To do: Return every line of the records below that contains the word "wing".

# # # # #

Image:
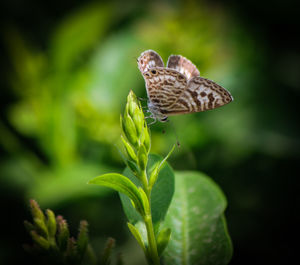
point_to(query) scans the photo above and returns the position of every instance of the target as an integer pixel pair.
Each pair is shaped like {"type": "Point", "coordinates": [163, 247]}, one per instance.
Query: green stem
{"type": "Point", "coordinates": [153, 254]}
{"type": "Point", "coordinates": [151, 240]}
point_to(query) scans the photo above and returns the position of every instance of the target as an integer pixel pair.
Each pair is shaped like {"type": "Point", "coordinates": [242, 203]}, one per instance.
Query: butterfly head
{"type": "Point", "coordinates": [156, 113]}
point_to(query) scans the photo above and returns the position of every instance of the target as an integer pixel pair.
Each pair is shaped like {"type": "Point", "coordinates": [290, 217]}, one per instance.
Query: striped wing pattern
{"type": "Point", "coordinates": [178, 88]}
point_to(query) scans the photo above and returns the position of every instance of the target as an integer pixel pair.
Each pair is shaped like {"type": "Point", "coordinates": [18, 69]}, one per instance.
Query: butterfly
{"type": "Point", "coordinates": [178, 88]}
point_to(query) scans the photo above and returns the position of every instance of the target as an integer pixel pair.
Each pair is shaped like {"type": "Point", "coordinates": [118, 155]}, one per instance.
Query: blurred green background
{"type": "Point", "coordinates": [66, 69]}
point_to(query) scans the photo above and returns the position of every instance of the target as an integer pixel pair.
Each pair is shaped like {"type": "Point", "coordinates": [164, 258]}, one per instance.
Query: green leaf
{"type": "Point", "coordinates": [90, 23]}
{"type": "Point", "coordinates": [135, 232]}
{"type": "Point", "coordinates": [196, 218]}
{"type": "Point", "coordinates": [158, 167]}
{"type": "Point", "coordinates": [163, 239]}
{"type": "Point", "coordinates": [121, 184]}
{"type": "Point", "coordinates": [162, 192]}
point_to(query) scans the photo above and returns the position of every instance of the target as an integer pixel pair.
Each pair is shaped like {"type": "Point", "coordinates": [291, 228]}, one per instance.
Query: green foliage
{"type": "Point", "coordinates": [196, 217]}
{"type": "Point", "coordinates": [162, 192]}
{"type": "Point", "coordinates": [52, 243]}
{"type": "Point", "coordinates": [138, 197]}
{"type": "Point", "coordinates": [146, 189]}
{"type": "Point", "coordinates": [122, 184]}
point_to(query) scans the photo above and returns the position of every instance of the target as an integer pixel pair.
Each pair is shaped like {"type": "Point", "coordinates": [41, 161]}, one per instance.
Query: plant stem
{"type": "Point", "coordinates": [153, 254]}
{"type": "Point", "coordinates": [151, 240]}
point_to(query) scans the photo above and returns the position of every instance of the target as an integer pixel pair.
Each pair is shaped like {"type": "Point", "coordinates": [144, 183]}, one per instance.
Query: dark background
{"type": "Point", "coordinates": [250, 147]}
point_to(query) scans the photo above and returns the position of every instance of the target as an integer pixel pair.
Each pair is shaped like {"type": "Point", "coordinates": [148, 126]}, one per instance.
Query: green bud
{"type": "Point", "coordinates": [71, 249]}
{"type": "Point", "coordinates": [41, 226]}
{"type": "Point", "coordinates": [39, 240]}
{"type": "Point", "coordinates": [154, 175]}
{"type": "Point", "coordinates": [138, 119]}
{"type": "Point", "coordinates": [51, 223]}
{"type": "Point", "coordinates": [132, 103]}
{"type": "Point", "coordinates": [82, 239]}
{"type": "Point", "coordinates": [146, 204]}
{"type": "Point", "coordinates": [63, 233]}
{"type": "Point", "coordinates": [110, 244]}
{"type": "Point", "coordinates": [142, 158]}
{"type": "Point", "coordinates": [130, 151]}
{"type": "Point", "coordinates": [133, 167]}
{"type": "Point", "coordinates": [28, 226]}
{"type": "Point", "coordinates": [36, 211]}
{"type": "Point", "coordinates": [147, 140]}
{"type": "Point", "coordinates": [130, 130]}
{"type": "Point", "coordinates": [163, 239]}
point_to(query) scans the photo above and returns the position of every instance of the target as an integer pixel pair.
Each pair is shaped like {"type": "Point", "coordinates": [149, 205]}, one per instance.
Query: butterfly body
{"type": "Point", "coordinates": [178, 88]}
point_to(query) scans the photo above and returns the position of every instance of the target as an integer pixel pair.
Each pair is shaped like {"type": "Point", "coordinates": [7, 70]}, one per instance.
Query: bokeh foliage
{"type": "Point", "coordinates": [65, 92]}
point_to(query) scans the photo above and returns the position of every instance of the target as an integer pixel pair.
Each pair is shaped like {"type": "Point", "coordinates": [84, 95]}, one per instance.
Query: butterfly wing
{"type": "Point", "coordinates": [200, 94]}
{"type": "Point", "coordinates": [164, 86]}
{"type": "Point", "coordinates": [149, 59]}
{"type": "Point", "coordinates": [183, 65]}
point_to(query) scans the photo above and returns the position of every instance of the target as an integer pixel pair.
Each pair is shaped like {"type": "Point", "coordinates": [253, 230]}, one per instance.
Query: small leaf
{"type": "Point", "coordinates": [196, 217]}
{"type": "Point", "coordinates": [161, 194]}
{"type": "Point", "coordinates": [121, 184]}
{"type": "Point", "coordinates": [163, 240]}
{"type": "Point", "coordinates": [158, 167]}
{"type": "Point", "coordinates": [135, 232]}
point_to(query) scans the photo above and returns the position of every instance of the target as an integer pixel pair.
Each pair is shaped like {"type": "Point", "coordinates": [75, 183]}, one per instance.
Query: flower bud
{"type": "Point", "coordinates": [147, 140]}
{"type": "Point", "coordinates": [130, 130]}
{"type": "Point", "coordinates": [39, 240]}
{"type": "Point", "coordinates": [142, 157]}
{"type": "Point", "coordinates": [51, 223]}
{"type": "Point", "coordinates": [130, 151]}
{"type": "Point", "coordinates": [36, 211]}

# # # # #

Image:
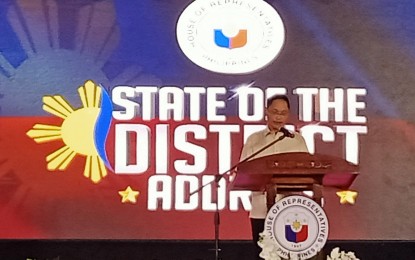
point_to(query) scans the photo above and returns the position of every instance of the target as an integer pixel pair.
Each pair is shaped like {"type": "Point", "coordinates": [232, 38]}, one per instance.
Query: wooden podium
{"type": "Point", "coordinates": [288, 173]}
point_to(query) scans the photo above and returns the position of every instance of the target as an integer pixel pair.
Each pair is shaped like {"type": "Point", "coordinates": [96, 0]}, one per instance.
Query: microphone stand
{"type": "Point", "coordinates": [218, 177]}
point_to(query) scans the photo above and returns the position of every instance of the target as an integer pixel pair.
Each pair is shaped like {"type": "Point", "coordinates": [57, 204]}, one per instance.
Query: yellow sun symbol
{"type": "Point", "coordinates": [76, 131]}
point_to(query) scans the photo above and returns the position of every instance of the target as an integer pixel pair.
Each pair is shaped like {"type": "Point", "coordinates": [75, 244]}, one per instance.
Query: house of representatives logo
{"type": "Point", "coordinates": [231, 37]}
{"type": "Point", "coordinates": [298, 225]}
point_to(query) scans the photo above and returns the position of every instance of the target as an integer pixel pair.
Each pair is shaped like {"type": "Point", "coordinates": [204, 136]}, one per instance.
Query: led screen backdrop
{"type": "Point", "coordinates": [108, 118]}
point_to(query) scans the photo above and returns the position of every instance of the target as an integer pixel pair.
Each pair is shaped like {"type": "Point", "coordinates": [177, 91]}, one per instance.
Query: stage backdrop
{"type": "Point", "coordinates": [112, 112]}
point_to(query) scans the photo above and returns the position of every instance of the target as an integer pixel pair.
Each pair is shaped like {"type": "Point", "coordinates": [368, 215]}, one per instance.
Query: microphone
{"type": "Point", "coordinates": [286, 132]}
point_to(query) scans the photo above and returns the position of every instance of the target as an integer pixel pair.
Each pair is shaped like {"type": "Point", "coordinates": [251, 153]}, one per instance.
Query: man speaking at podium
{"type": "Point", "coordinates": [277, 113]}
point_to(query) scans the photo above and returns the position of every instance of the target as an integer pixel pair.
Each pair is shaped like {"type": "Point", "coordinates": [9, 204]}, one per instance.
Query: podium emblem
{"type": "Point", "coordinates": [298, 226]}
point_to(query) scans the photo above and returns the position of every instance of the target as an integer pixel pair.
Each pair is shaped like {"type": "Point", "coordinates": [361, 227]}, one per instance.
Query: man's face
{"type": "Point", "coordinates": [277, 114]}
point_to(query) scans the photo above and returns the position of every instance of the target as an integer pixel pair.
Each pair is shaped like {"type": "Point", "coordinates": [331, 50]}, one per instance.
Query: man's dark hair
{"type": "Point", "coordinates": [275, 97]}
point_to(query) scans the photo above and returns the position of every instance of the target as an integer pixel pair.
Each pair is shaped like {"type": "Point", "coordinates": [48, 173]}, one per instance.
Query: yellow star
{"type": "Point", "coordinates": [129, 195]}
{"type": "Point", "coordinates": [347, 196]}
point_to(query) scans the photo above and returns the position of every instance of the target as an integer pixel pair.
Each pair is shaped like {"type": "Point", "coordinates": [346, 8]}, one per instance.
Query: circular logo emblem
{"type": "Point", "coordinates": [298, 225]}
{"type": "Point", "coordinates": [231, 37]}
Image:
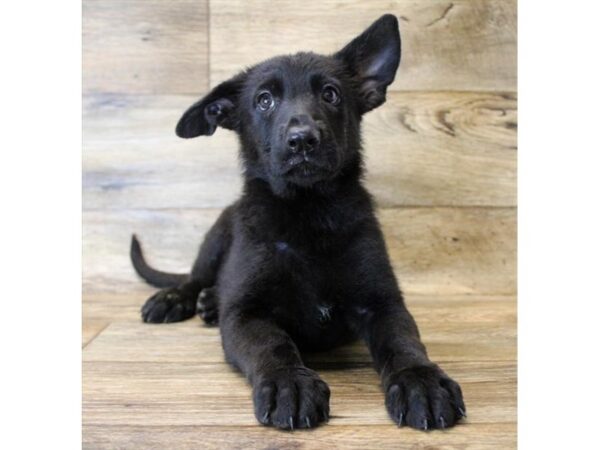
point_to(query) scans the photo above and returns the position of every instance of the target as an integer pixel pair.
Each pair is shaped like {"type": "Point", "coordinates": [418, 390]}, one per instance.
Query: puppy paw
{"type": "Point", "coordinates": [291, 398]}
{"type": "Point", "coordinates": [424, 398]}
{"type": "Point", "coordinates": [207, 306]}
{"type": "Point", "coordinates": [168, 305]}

# # # # #

Result:
Query: striped wing pattern
Query: butterfly wing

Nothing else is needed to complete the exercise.